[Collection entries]
[Start of Attachment]
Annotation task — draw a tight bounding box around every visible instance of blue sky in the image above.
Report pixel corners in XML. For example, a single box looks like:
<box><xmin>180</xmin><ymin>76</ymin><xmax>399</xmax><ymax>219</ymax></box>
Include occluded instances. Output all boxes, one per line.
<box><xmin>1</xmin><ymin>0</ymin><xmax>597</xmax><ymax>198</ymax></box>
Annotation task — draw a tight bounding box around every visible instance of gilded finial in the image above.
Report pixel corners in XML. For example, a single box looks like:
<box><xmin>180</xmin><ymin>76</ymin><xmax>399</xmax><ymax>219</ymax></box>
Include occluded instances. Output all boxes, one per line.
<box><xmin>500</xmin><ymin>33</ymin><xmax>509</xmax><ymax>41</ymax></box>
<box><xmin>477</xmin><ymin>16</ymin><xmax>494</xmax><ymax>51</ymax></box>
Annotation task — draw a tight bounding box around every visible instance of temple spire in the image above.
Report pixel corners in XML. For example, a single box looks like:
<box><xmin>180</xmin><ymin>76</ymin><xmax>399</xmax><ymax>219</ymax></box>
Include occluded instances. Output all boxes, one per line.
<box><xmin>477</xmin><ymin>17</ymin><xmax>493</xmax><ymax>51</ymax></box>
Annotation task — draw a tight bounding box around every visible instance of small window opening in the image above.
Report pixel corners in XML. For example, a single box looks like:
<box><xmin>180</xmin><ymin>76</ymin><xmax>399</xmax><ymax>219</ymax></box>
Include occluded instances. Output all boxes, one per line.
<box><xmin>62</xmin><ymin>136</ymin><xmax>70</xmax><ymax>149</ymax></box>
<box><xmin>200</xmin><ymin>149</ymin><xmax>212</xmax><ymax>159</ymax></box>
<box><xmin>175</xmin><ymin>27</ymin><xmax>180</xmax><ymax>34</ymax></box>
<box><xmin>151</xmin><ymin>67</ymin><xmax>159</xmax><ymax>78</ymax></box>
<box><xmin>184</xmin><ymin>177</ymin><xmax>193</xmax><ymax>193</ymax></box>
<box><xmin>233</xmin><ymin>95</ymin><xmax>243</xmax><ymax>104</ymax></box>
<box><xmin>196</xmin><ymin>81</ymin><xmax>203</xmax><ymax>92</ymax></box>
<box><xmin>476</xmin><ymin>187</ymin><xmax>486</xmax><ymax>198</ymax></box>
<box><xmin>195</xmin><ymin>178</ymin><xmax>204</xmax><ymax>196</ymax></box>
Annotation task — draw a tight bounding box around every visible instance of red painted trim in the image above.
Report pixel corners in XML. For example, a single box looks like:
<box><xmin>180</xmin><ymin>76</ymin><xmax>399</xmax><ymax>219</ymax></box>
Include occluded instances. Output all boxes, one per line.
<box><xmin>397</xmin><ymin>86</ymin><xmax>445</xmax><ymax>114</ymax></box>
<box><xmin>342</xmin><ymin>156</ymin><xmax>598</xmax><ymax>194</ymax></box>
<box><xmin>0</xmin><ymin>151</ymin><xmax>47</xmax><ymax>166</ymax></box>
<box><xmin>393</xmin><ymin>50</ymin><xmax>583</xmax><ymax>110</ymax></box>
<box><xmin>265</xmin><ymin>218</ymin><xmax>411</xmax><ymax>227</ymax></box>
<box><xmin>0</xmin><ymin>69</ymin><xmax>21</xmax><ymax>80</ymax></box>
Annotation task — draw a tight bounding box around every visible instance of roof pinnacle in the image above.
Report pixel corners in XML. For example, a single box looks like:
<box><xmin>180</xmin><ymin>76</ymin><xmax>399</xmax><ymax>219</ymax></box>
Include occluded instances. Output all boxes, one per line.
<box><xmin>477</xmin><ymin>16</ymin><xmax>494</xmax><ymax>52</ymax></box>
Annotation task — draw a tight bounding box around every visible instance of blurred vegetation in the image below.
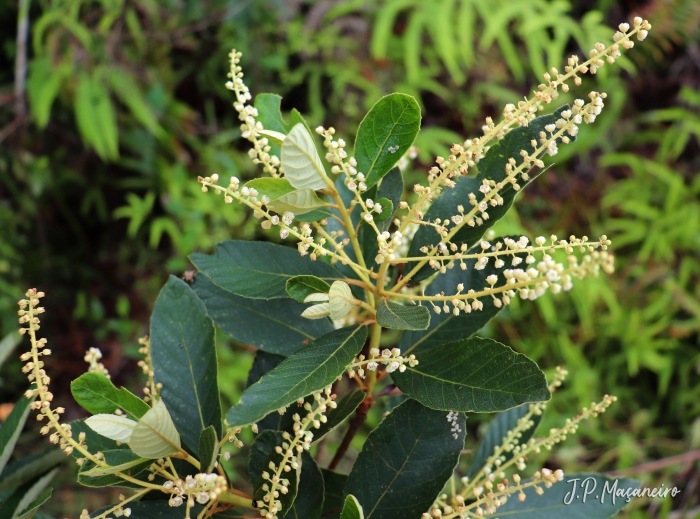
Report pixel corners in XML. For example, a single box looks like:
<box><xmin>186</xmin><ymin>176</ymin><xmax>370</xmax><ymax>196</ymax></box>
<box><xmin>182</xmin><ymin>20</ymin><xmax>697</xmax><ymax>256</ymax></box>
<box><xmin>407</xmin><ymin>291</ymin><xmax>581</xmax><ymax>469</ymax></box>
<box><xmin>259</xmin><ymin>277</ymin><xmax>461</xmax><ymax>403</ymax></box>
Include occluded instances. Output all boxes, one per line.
<box><xmin>1</xmin><ymin>0</ymin><xmax>699</xmax><ymax>517</ymax></box>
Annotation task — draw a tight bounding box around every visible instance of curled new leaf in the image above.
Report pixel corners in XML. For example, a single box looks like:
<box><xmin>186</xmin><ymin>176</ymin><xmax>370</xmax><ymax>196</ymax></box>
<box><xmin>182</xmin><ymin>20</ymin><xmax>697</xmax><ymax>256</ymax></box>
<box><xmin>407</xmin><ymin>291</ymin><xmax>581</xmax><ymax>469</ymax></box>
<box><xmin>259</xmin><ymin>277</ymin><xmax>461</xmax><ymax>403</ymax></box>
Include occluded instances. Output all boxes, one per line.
<box><xmin>329</xmin><ymin>281</ymin><xmax>354</xmax><ymax>321</ymax></box>
<box><xmin>128</xmin><ymin>399</ymin><xmax>181</xmax><ymax>459</ymax></box>
<box><xmin>302</xmin><ymin>303</ymin><xmax>331</xmax><ymax>319</ymax></box>
<box><xmin>282</xmin><ymin>123</ymin><xmax>330</xmax><ymax>190</ymax></box>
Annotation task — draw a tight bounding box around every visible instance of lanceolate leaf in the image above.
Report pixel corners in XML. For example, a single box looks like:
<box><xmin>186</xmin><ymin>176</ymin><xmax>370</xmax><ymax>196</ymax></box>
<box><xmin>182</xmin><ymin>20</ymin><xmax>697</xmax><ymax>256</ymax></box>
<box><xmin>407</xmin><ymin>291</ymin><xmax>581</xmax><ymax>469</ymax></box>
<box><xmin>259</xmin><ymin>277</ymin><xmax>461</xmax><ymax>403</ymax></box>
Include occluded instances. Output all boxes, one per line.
<box><xmin>355</xmin><ymin>94</ymin><xmax>421</xmax><ymax>188</ymax></box>
<box><xmin>84</xmin><ymin>414</ymin><xmax>137</xmax><ymax>443</ymax></box>
<box><xmin>245</xmin><ymin>351</ymin><xmax>308</xmax><ymax>433</ymax></box>
<box><xmin>15</xmin><ymin>486</ymin><xmax>52</xmax><ymax>519</ymax></box>
<box><xmin>376</xmin><ymin>300</ymin><xmax>430</xmax><ymax>330</ymax></box>
<box><xmin>0</xmin><ymin>397</ymin><xmax>32</xmax><ymax>475</ymax></box>
<box><xmin>71</xmin><ymin>372</ymin><xmax>150</xmax><ymax>421</ymax></box>
<box><xmin>1</xmin><ymin>468</ymin><xmax>57</xmax><ymax>519</ymax></box>
<box><xmin>198</xmin><ymin>426</ymin><xmax>219</xmax><ymax>473</ymax></box>
<box><xmin>344</xmin><ymin>399</ymin><xmax>465</xmax><ymax>519</ymax></box>
<box><xmin>286</xmin><ymin>276</ymin><xmax>331</xmax><ymax>302</ymax></box>
<box><xmin>281</xmin><ymin>451</ymin><xmax>324</xmax><ymax>519</ymax></box>
<box><xmin>150</xmin><ymin>276</ymin><xmax>221</xmax><ymax>451</ymax></box>
<box><xmin>400</xmin><ymin>237</ymin><xmax>527</xmax><ymax>355</ymax></box>
<box><xmin>190</xmin><ymin>241</ymin><xmax>342</xmax><ymax>300</ymax></box>
<box><xmin>193</xmin><ymin>274</ymin><xmax>333</xmax><ymax>356</ymax></box>
<box><xmin>313</xmin><ymin>388</ymin><xmax>366</xmax><ymax>443</ymax></box>
<box><xmin>393</xmin><ymin>337</ymin><xmax>550</xmax><ymax>412</ymax></box>
<box><xmin>0</xmin><ymin>449</ymin><xmax>64</xmax><ymax>492</ymax></box>
<box><xmin>487</xmin><ymin>473</ymin><xmax>639</xmax><ymax>519</ymax></box>
<box><xmin>282</xmin><ymin>123</ymin><xmax>329</xmax><ymax>190</ymax></box>
<box><xmin>466</xmin><ymin>404</ymin><xmax>542</xmax><ymax>478</ymax></box>
<box><xmin>227</xmin><ymin>325</ymin><xmax>368</xmax><ymax>427</ymax></box>
<box><xmin>129</xmin><ymin>399</ymin><xmax>181</xmax><ymax>459</ymax></box>
<box><xmin>340</xmin><ymin>495</ymin><xmax>364</xmax><ymax>519</ymax></box>
<box><xmin>406</xmin><ymin>105</ymin><xmax>573</xmax><ymax>282</ymax></box>
<box><xmin>249</xmin><ymin>431</ymin><xmax>300</xmax><ymax>518</ymax></box>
[End of Attachment]
◆ **ABOUT THIS TASK**
Take the lines above from the first through the one containing "finial in the image above." and reproduce them exactly; include nothing else.

◆ **WRITTEN SOLUTION**
Annotation task — draw a tight bounding box around every visible instance of blue sky in the image above.
Report pixel corners in XML. For example, a single box looks like:
<box><xmin>180</xmin><ymin>76</ymin><xmax>399</xmax><ymax>219</ymax></box>
Include occluded instances. Output all boxes, one per line.
<box><xmin>1</xmin><ymin>0</ymin><xmax>597</xmax><ymax>198</ymax></box>
Annotation task — draw a tight bounding box around every visible instance of gilded finial in the image above.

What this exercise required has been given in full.